▸ WHAT THIS TASK INVOLVES:
Can you rewrite the rows below, replacing "framed wall picture" with "framed wall painting" and keeping everything else the same? Leave the pictures out of your answer.

ITEMS start

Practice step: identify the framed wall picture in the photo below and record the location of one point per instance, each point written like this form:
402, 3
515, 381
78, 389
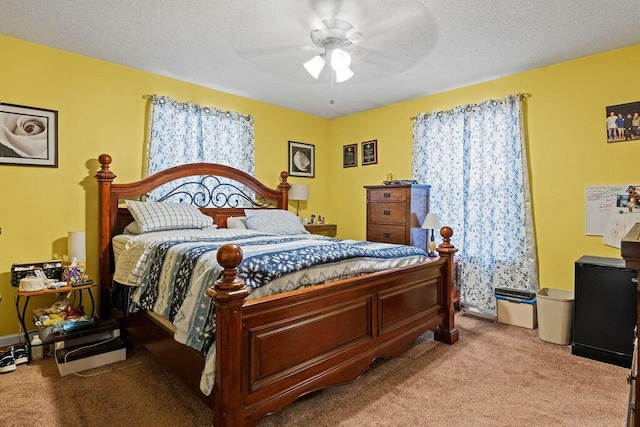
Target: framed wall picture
350, 155
30, 136
623, 122
301, 159
370, 152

ITEMS end

▸ RESULT BELOW:
Practice step: identify the framed wall painting in the photo below and record the location of one point per instance, each point written like this form:
402, 3
515, 381
78, 389
Target: framed wall painting
350, 155
30, 136
623, 122
301, 159
370, 152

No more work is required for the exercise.